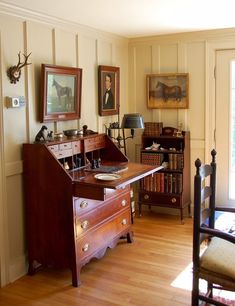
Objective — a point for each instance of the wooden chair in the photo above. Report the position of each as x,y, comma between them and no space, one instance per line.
216,264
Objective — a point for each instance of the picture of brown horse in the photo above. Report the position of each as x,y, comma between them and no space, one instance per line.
170,92
63,91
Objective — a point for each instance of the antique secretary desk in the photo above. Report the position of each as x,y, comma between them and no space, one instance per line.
72,213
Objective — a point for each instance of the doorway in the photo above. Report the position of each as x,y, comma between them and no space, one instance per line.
225,126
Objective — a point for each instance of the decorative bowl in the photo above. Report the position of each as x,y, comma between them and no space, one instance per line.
69,133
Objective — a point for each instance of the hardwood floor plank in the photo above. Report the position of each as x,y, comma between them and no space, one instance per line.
134,274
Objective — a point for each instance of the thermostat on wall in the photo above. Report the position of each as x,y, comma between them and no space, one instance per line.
14,102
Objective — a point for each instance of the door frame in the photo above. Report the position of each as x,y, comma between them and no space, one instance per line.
210,96
4,241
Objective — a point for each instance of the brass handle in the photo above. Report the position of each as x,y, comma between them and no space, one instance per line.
84,204
146,196
123,203
124,222
85,248
84,224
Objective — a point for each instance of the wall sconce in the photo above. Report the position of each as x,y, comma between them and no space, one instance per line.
129,121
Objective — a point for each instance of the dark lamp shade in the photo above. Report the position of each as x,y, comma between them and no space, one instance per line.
132,121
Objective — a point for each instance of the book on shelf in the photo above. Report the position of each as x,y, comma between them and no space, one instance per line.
163,182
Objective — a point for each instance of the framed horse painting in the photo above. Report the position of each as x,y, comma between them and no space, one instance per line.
167,90
61,93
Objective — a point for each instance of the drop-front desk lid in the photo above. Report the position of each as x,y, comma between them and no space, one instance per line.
89,184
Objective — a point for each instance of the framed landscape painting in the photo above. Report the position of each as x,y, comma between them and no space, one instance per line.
61,93
167,90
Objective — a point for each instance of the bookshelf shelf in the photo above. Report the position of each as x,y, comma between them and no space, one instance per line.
170,187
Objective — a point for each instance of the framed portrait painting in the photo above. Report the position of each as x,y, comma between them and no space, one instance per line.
108,90
167,90
61,93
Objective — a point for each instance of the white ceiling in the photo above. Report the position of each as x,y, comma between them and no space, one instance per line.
134,18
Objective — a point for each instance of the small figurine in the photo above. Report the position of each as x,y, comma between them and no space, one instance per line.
41,134
86,131
50,135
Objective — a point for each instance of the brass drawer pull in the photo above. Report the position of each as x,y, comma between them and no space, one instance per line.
123,203
84,224
84,204
124,222
146,196
85,248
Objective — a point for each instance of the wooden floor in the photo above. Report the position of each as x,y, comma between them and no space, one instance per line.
130,274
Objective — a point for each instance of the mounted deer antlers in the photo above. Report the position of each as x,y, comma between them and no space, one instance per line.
14,72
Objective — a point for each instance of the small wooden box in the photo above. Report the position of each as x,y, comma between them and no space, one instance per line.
153,128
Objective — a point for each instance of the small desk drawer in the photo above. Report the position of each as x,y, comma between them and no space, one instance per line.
63,153
95,143
169,200
53,148
85,222
65,146
101,236
76,146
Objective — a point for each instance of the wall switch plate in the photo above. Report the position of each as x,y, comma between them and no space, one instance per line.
15,102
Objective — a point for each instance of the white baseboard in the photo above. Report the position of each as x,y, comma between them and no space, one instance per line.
18,269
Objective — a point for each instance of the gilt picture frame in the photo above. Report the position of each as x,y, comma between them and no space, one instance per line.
108,90
61,93
170,91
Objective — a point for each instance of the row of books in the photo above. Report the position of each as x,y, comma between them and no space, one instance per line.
149,158
163,182
173,161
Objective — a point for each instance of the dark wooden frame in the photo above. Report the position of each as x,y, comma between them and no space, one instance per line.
115,74
65,100
176,94
204,229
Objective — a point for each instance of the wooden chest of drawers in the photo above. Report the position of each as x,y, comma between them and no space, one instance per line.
71,217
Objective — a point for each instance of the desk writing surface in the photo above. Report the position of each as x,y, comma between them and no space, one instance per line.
86,183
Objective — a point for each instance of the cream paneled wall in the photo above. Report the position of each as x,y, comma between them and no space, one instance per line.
57,42
51,42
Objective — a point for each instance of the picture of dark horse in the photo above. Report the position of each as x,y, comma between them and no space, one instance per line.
63,91
170,92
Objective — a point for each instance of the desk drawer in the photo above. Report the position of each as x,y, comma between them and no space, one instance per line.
160,199
62,150
63,153
85,222
96,143
103,235
76,146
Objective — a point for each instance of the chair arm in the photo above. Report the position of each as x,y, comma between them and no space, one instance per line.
218,233
225,209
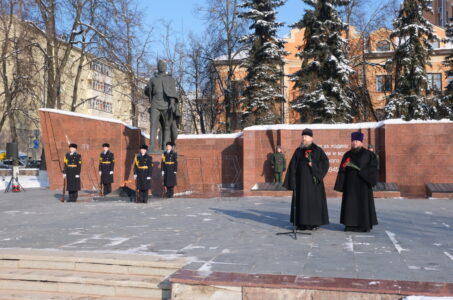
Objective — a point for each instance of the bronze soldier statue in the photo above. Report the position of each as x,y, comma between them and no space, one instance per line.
72,168
169,168
163,97
106,167
142,173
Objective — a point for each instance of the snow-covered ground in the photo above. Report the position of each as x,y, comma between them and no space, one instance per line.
40,181
427,298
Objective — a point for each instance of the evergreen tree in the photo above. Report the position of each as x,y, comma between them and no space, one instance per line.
443,104
449,60
323,78
263,63
413,34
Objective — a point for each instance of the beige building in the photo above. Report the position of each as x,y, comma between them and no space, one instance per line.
102,91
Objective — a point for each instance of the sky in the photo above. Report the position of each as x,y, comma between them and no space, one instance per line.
184,19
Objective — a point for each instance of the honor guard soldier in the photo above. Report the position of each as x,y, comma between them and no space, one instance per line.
72,168
142,173
106,166
169,167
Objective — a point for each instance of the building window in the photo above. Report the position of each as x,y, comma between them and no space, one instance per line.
435,44
101,105
237,88
101,68
434,81
144,117
383,45
383,83
101,87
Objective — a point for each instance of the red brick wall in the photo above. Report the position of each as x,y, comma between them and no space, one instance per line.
417,154
411,155
204,164
89,135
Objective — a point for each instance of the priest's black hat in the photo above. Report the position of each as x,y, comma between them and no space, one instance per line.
357,136
307,131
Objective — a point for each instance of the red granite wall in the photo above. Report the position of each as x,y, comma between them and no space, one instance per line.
411,154
208,163
89,134
260,144
417,154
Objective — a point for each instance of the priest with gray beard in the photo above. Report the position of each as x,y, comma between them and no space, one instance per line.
306,171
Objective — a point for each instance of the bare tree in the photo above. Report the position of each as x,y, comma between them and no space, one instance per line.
365,17
126,43
59,42
225,29
17,67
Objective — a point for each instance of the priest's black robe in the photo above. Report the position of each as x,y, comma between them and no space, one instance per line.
357,206
309,197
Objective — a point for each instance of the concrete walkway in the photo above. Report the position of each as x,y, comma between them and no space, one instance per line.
414,240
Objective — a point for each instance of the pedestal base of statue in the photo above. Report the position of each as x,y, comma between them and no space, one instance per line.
155,152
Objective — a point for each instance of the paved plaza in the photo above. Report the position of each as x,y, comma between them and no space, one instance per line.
414,240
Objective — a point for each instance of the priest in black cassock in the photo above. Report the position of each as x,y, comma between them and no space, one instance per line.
304,177
356,177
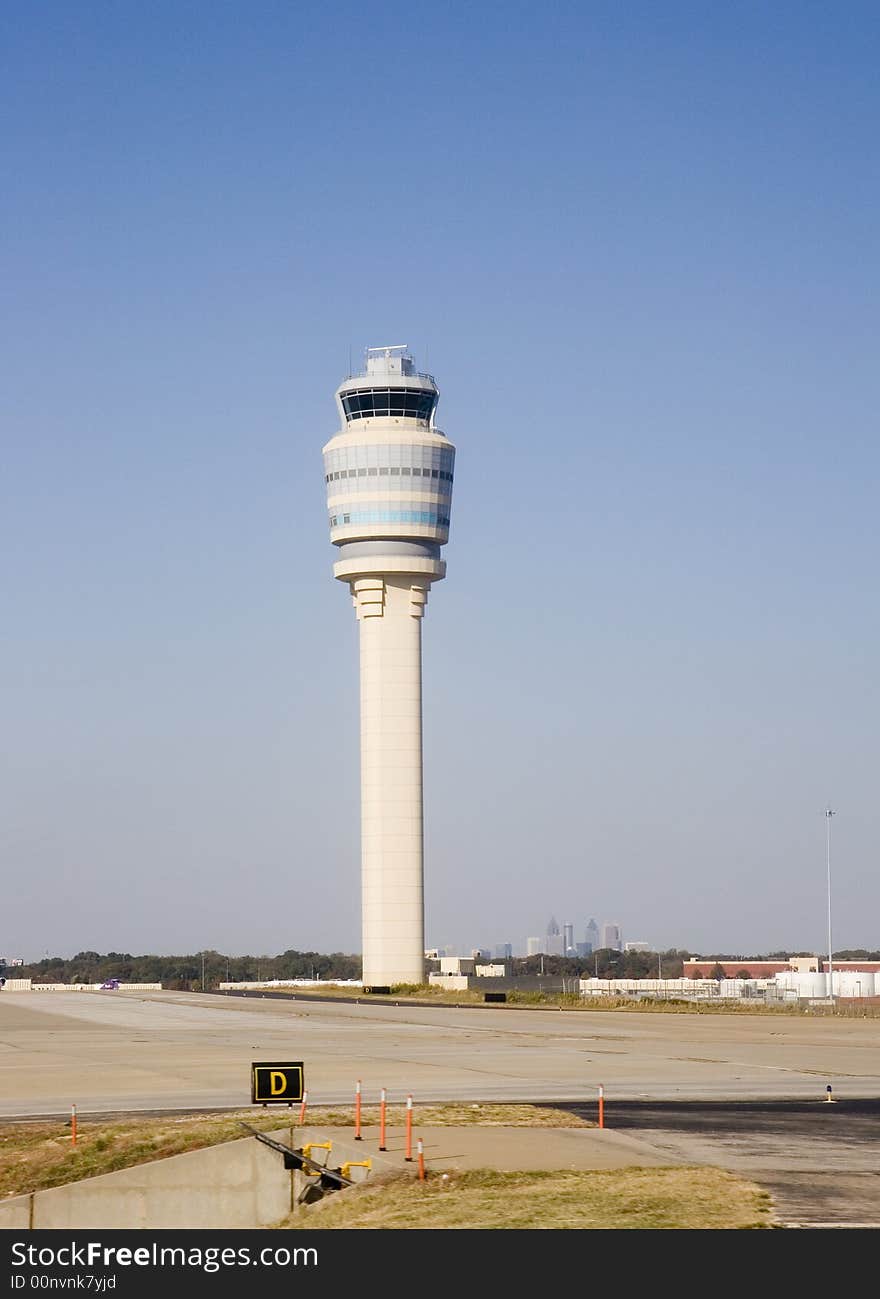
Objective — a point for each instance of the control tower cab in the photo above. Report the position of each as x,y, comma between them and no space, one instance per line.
389,472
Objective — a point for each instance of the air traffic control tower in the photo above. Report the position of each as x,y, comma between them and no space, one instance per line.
389,482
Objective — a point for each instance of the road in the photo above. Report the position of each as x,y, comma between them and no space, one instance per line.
745,1093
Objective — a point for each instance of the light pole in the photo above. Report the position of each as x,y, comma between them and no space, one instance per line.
829,813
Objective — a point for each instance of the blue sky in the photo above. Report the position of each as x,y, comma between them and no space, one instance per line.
637,244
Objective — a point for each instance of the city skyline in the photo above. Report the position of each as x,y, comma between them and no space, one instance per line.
647,282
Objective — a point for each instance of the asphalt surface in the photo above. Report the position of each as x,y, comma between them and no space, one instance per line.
744,1093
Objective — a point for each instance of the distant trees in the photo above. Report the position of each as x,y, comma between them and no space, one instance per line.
185,972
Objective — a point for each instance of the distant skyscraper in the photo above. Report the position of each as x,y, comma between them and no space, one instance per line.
554,939
389,491
611,937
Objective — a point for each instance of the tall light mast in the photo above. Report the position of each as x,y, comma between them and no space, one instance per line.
389,486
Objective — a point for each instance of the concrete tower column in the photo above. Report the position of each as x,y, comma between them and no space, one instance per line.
391,780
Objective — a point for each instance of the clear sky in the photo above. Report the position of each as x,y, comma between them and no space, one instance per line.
637,244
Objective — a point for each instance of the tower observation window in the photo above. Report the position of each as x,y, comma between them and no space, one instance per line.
411,403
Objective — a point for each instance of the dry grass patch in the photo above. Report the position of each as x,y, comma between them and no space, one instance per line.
631,1198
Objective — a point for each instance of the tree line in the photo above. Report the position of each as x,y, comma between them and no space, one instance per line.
185,973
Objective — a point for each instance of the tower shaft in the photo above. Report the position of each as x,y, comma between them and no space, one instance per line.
389,612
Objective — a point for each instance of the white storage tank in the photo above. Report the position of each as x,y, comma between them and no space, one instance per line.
849,983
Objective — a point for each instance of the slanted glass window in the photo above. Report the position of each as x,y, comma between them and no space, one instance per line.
411,403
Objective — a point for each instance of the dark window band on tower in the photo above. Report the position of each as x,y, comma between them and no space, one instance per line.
410,403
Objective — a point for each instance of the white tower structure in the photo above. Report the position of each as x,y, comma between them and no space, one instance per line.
389,483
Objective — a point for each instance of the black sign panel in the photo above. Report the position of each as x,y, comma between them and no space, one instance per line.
276,1084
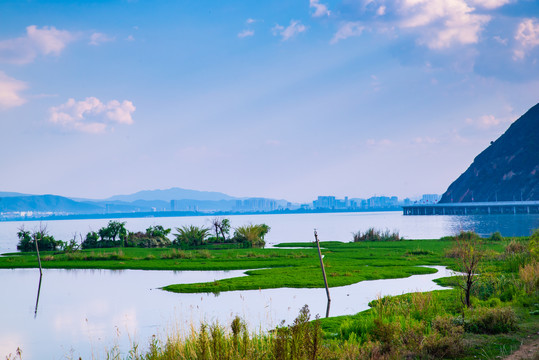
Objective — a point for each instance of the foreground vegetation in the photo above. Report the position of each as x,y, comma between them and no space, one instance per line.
490,309
116,235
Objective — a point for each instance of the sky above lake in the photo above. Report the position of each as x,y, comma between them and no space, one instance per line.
281,99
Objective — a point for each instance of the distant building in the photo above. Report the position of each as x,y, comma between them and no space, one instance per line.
324,202
430,198
256,204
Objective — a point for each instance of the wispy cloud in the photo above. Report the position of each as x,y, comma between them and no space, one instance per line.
443,23
527,37
490,4
488,121
319,9
91,115
346,30
100,38
44,41
379,143
10,90
246,33
290,31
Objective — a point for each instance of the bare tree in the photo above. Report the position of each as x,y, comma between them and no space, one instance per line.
469,251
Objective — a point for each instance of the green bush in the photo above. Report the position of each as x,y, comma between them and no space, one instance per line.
445,341
45,242
491,320
147,240
251,235
496,236
373,234
191,236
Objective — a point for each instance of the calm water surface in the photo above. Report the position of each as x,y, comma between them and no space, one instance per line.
299,227
87,312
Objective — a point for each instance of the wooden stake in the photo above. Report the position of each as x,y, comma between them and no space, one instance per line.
322,266
38,257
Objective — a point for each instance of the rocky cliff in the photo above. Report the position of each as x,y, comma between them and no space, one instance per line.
505,171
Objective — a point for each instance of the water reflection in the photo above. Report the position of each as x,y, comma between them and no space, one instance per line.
298,227
38,292
92,310
327,310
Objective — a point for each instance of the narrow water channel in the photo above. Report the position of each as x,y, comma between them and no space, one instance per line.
88,312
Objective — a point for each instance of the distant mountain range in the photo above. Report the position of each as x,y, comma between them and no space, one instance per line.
142,201
507,170
45,203
172,194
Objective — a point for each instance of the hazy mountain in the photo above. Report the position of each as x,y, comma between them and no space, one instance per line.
46,203
11,194
172,194
505,171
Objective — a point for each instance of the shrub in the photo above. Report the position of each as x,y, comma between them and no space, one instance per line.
534,245
496,236
91,240
446,339
376,235
251,235
45,242
529,275
491,320
147,240
177,254
190,235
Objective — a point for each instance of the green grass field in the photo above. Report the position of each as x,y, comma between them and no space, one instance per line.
504,312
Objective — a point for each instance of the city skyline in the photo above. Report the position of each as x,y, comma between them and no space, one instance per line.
278,100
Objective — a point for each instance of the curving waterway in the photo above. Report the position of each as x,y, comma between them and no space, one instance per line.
87,312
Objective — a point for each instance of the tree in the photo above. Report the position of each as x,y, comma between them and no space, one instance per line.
251,235
112,230
470,251
191,235
221,226
28,240
157,231
91,241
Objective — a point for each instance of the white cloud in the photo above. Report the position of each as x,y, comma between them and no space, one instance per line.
319,9
381,142
45,41
246,33
500,40
10,91
527,37
100,38
443,23
290,31
426,140
490,4
488,121
346,30
91,115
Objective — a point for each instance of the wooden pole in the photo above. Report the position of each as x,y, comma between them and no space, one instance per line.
322,266
38,257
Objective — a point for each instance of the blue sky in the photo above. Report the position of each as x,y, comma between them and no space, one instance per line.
282,99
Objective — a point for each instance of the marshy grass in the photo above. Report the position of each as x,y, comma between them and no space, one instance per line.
301,340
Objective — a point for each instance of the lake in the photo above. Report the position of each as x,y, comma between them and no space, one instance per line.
299,227
87,312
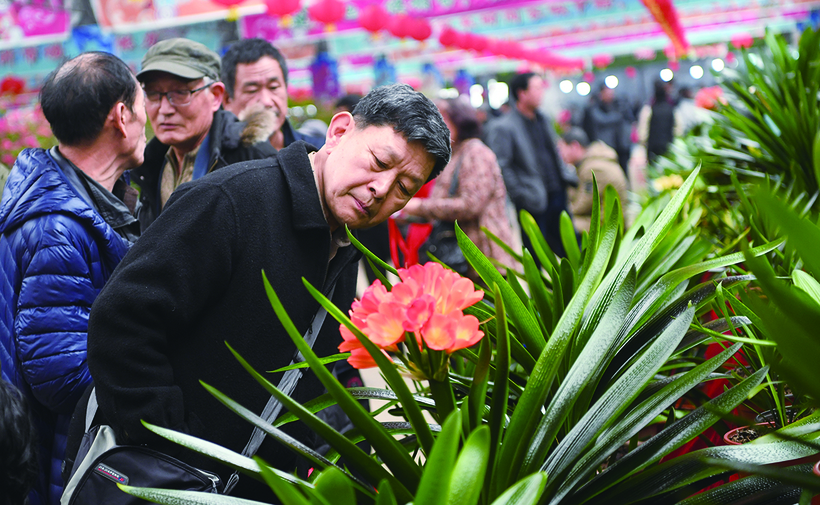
○ ○ ○ ○ ○
EXERCISE
Return each line of the rows above that contains the word "asphalt", copying every such line in full.

TASK RESPONSE
Objective — a point for each instance of the asphalt surface in the photo above. Report the position of each as x,y, comma between them and no space, one instance per line.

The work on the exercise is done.